+++ Given passage
Scientists and climate activists opposed to the Trump administration are bringing their message to the streets of Washington.
Two marches in D.C. this month will bring out scientists and other protesters who say the Trump administration’s policies sideline science’s role in public policy, undermining the science on climate change and other issues.
Organizers will host the March for Science on the National Mall on Saturday, followed by the People’s Climate March the week after.
President Trump is the unifying factor for both marches, both in how they came together and what messages they’ll promote.
“I think it’s fair to say that this administration catalyzed the happening of this march, there’s no doubt about that,” said Lydia Villa-Komaroff, a national co-chairwoman of the March for Science who will speak at the Saturday event.
{mosads}The March for Science idea grew out of the Women’s March, a protest that drew millions of demonstrators around the country in January, one day after Trump was sworn in as president.
Science activists saw the event as something they could replicate and devised similar action — a large D.C. rally with satellite protests around the country — based on showing general support for science policy.
Speakers in Washington will include television science educator Bill Nye and other activists, musicians and former administration officials. The event’s Twitter account has 350,000 followers and its Facebook page has more than 527,000 “likes” but organizers don’t yet have attendance projections.
Activists have tried to pitch the March for Science as a non-partisan event, and Saturday’s demonstrators won’t demand specific policy outcomes beyond supporting science as a guide for public policy.
Next weekend’s climate march, on the other hand, will directly pressure policymakers to back away from the Trump administration’s energy proposals and work on tackling climate change.
“The March for Science is about recognizing this truth, and the People’s Climate March is about acting on it,” said Lindsay Meiman, a spokeswoman for 350.org, a climate group that’s part of the steering committee of the climate protest.
The idea for the People’s Climate March was originally conceived last year, Meiman said, with supporters planning to make their case for a quicker transition from fossil fuels to whoever captured the White House.
++++++
+++ Entries
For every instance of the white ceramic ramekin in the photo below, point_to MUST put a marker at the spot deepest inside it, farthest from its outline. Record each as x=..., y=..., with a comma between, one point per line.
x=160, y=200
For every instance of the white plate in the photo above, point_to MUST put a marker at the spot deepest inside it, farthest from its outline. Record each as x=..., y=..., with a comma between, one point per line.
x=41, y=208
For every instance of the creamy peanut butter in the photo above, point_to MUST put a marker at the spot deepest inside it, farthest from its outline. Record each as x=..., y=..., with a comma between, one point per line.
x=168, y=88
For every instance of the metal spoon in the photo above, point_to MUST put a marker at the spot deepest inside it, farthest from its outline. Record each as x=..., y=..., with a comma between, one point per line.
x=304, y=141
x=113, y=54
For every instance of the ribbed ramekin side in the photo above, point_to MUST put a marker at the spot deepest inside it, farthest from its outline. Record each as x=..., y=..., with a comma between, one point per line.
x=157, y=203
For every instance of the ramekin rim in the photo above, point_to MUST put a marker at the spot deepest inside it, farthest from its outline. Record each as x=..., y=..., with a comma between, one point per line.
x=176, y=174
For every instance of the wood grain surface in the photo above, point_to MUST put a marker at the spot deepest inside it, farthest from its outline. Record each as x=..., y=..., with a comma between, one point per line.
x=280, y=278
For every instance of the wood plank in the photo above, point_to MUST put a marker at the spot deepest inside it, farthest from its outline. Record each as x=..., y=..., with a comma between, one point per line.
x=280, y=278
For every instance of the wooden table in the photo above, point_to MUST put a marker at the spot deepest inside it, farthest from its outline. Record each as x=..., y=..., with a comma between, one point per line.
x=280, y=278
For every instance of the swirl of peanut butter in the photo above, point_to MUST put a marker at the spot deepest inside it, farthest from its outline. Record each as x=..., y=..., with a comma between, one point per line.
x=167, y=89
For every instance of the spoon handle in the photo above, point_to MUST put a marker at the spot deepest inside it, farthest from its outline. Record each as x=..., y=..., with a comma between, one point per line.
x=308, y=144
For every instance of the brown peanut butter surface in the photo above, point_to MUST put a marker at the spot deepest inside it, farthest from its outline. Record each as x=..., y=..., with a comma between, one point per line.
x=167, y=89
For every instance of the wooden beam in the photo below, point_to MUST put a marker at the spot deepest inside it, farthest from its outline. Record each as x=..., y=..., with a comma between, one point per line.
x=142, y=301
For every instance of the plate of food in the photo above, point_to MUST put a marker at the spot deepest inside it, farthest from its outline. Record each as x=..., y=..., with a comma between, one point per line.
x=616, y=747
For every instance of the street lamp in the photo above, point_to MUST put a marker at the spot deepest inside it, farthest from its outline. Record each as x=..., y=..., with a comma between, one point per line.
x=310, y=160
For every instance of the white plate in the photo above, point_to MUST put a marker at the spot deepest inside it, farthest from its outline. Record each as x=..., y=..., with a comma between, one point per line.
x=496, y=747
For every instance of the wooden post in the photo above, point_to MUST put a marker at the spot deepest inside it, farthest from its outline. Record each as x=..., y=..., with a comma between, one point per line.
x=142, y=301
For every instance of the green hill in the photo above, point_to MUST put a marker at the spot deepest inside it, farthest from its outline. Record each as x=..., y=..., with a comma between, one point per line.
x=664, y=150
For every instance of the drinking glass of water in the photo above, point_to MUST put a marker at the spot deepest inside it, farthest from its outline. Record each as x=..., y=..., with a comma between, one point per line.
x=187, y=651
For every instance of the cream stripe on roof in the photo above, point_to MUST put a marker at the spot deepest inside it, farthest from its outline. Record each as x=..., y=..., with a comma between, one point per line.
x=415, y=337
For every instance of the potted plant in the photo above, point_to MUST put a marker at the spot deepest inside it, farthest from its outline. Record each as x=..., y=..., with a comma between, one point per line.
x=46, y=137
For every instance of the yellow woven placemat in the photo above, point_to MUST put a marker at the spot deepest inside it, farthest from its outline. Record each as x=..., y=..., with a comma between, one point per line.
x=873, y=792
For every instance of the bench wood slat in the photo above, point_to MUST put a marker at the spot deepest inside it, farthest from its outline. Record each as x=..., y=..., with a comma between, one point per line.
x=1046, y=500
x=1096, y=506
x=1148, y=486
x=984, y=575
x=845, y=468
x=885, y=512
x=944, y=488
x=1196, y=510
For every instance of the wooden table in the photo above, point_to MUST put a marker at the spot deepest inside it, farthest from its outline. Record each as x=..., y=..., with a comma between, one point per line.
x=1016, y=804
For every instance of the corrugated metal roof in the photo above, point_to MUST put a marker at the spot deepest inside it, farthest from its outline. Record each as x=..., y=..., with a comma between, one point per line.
++++++
## What to work on
1. In the article about the Washington science and climate marches, what protest did the March for Science idea grow out of?
2. Extend the article about the Washington science and climate marches past its final sentence.

## Answers for the exercise
1. The Women's March.

2.
It’s pitched as the sequel to a 2014 New York climate march that drew 400,000 people and ranks as one of the largest single protests in U.S. history.
Trump’s election, followed by his administration’s work dismantling much of former President Obama’s climate agenda, only raised the stakes for this month’s event. Organizers expect “tens of thousands” of attendees in Washington and at the 300 other simultaneous events around the country.
“After Donald Trump was elected, we understood it was more important than ever to come together to take action around both pushing back against this administration … [and] putting forward a vision for transitioning off fossil fuels,” Meiman said.
Activists and Democrats have lambasted the Trump administration’s approach to science policy, from proposed deep spending cuts at key federal science agencies to its work undoing Obama-era climate change regulations and policies.
Trump’s first budget proposed large funding cuts to the Environmental Protection Agency (EPA), National Institutes of Health (NIH), Department of Energy, National Oceanic and Atmospheric Administration (NOAA) and NASA’s Earth science budget.
Along the way, officials have begun the process of stripping away key climate policies from the Obama administration.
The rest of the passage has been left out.